#### Quoted text ####

Friday, February 17, 2012

Crab-Stuffed Salmon w/ Corn Red Pepper Relish, Garlic Mashed Potatoes, & Lemon-Thyme Beurre Blanc


So maybe that title could have been a little bit shorter, eh?  I just wanted to make sure I had your attention!

This was, by far, one of the best meals that has ever been cooked in this household.  Andy DEVOURED this plate.  Seriously, I've never seen such a constant smile on his face after eating a meal.  You just know it's gotta be a winner then!

Before we get into anything... how are you guys?!  I know I'm sporadic in my posts, but I try to do one at least every other week.  Things are just getting crazier and crazier!  School, work, school.  And this week I helped make hors d'oeuvres for a fundraiser that the restaurant on campus is holding tonight.  I made some sweet potato biscuits and sandwiched in between them are some fig preserves, country ham, and manchego cheese.  DELICIOUS.  Hopefully they'll be a hit tonight!

Anyway, let's get to some salmon.  Don't be weary about the seemingly long list of ingredients.  Everything comes together quite quickly (less than 45 minutes) if you have everything prepped and ready when you need it!

Salmon:

2 - 8 oz. salmon fillets
1 cup lump crab meat
3 garlic cloves, minced
2 tablespoons fresh parsley, minced
juice from 1 lemon
salt and pepper, to taste

Corn-Red Pepper Relish:

1 red bell pepper, seeded and julienned 
1 tablespoon olive oil
1 cup fresh or frozen corn (I used shoepeg because Andy loves shoepeg, but sweet yellow would be great too)

#### Data supplied ####

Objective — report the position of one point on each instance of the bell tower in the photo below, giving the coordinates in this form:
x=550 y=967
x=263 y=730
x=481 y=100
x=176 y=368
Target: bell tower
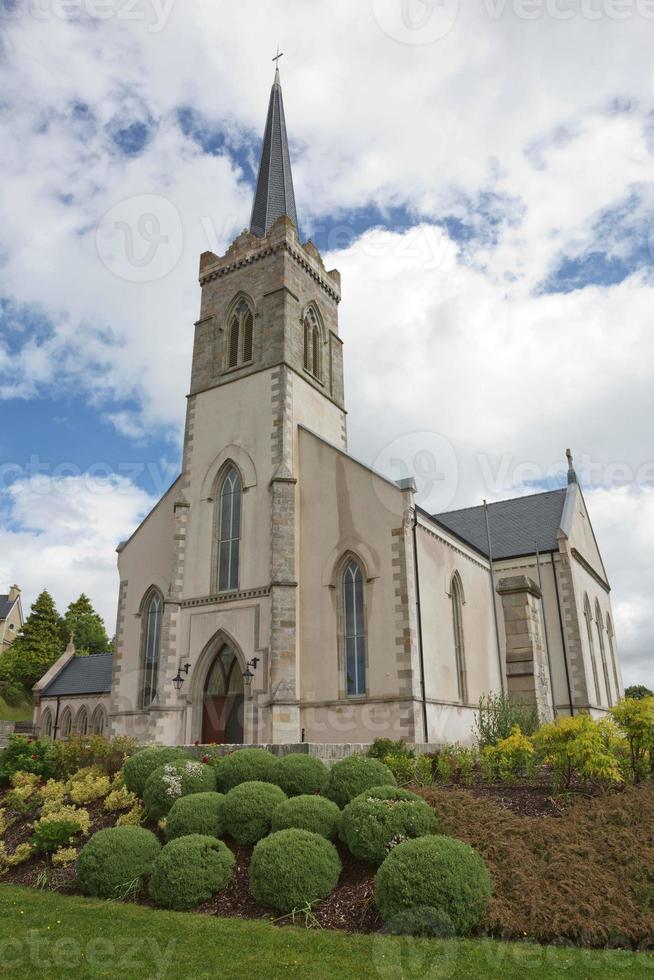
x=267 y=359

####

* _Problem statement_: Carry the crab-stuffed salmon post on from its last line.

* _Written response_:
2 scallions, thinly sliced
2 garlic cloves, minced
juice from 1 lemon
1 tablespoon honey
2 tablespoon fresh parsley, minced

Garlic Mashed Potatoes:


5 medium-sized yukon gold potatoes, peeled and diced
1/4 cup garlic cloves, peeled
salt and pepper, to taste
1/4 cup heavy cream
1/8 cup sour cream
3 tablespoons unsalted butter

Lemon-Thyme Beurre Blanc:

1/2 cup white wine
1 small shallot, minced
3 sprigs fresh thyme
juice from 1 lemon
8 tablespoons cold unsalted butter, cut into tablespoon pieces
salt, to taste

Like I said, don't be scared!  Everything is super easy, and you don't necessary have to have all the components - but I promise you, if you do... it'll be one hell of a knock out dinner if you're trying to impress someone special!

So first, let's prep the crab stuffing.  Super easy.  In a medium bowl, combine the crab meat, parsley, lemon juice, and garlic.  Season with salt to taste, and bam.  You've got crab stuffing.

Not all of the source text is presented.